━━━━━ Input material ━━━━━

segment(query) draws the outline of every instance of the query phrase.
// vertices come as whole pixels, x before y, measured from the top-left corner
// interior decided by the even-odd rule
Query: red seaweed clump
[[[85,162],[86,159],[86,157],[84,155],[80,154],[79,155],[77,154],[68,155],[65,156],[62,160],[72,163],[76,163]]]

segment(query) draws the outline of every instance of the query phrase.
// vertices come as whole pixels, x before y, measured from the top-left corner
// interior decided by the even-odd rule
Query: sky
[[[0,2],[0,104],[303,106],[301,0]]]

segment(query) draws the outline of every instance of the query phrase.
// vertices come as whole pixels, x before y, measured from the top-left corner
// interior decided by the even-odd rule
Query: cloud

━━━━━

_Problem to solve_
Copy out all of the rows above, swapping "top-left corner" for "upper-left corner" everywhere it appears and leaving every other character unchanged.

_Answer in full_
segment(query) draws the outline of every instance of the query phrase.
// vertices come as whole pixels, x before y, measured from the upper-left corner
// interior decided by the even-odd rule
Query: red seaweed clump
[[[85,162],[86,159],[86,157],[84,155],[80,154],[79,155],[77,154],[68,155],[65,156],[62,160],[72,163],[76,163]]]

segment(query) draws the outline of every instance of the query phrase.
// vertices come as whole pixels, x before y, measured from the upper-left corner
// interior decided by the even-odd rule
Query: sky
[[[0,2],[0,104],[303,106],[301,0]]]

segment(query) draws the outline of every instance of the query phrase.
// vertices come as whole pixels, x before y, measured from the upper-left corner
// interior decided by the even-odd rule
Query: cloud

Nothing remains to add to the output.